* [GIVEN REQUEST 1]: In the tarantula-sexing thread, reproduce the passage from "i wouldnt like" to "sum pics up.", swapping "moulted skin" for "shed skin".
* [GIVEN REQUEST 2]: Which tarantula species in the tarantula-sexing thread was handed into a shop without any info?
* [GIVEN REQUEST 3]: Write what comes next in the tarantula-sexing thread, picking up after its final post.
***** EXCERPTED TEXT
# Sexing by epiandrous fusillae - anyone any good?



## KathyM (Jan 17, 2009)

Got some pretty naff pics. Could try and get more...

Grammostola pulchripes. Old owner bought from someone who they trust and who had sexed it as female, however "she" hadn't shed for her, so it could not be confirmed. I am torn from the very little I've read about this method of sexing.





























Now for the really really pants pics of a Brachypelma albopilosum. This one was handed into a shop without any info, many months ago. I have brought "her" home and would be interested to see what "she" is if at all possible.


----------



## sarahsaz (Jun 1, 2011)

i wouldnt like to say from these pics, the better method needs a picture of the same area but inside the moulted skin


----------



## 666 (Mar 18, 2009)

**

As already said the only way we can sex your tarantula is from his or her moulted skin if you have a moult put sum pics up.
**********
***** DATASET EXTRACT
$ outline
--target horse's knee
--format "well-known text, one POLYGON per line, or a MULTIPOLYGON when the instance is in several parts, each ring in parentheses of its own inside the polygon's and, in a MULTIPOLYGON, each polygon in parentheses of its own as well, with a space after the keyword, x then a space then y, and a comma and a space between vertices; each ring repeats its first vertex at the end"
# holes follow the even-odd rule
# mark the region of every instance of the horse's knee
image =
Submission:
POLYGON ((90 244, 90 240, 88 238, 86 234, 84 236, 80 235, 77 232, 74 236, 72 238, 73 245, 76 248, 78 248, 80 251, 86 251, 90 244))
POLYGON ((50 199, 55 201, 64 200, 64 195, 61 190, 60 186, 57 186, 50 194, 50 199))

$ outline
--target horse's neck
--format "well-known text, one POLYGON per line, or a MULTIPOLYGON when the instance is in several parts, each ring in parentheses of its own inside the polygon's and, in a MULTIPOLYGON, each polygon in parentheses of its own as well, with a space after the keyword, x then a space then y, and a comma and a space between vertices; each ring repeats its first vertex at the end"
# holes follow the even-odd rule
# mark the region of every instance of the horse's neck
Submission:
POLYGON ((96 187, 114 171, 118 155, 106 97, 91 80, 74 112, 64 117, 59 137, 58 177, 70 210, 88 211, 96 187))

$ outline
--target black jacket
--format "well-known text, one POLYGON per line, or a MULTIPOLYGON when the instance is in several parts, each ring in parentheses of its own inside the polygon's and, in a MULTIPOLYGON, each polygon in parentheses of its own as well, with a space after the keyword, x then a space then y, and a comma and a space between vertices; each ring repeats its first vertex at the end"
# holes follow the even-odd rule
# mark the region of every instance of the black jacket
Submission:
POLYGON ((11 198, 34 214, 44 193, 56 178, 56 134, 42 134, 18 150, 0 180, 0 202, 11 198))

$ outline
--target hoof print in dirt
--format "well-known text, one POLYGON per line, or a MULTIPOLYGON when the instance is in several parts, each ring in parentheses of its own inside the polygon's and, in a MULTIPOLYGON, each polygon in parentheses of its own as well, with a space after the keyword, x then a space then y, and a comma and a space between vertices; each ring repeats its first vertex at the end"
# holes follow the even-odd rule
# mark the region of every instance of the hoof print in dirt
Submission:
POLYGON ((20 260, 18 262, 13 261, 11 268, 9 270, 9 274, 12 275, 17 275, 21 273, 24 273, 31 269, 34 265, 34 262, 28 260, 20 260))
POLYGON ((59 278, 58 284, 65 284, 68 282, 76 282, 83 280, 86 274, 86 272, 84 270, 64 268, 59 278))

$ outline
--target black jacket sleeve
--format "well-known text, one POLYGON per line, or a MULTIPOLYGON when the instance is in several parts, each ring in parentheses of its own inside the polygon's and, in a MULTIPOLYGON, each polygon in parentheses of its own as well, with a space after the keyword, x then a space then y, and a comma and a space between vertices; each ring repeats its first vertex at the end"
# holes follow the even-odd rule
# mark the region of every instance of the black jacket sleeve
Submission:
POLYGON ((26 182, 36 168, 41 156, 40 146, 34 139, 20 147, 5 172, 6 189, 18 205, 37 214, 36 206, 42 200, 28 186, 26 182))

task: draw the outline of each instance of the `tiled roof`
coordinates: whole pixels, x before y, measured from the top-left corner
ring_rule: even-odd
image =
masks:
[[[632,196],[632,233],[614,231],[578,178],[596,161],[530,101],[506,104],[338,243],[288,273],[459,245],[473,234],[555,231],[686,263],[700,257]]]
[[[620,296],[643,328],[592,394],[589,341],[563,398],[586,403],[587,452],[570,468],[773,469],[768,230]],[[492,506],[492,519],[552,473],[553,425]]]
**********
* [OUTPUT 1]:
i wouldnt like to say from these pics, the better method needs a picture of the same area but inside the shed skin


----------



## 666 (Mar 18, 2009)

**

As already said the only way we can sex your tarantula is from his or her shed skin if you have a moult put sum pics up.

* [OUTPUT 2]: Brachypelma albopilosum

* [OUTPUT 3]:
----------



## gaz2374 (Aug 29, 2005)

Have you tried arachnoboards they seem to post pics like this all the time asking for help sexing


----------



## KathyM (Jan 17, 2009)

Yep posted them on Arachnoboards and a couple of FB groups. So far people think the Chaco is female, which is great as it's the opposite of what I thought from what I'd read of sexing this way!


----------



## 8and6 (Jan 19, 2010)

well, its only one of two guesses, you could have done the same yourself.

i dont understand the lack of patience and not doing it properly in a few weeks or months to be perfectly frank with you


----------



## Hedgewitch (Feb 12, 2008)

As many probably know, I hate ventral sexing, it's pants  

But I'm gonna say, the chaco looks kinda male to me...


----------



## KathyM (Jan 17, 2009)

[email protected] said:


> well, its only one of two guesses, you could have done the same yourself.
> 
> i dont understand the lack of patience and not doing it properly in a few weeks or months to be perfectly frank with you


I don't understand the animosity towards a bit of lighthearted chat to be honest either. I don't really care either way which the spiders are, I got some photos that I'd seen on other boards being used to have a little friendly banter and a guess on sex and put them up on a chat board. If it bothers you so much, it's not like it wasn't clear in the title.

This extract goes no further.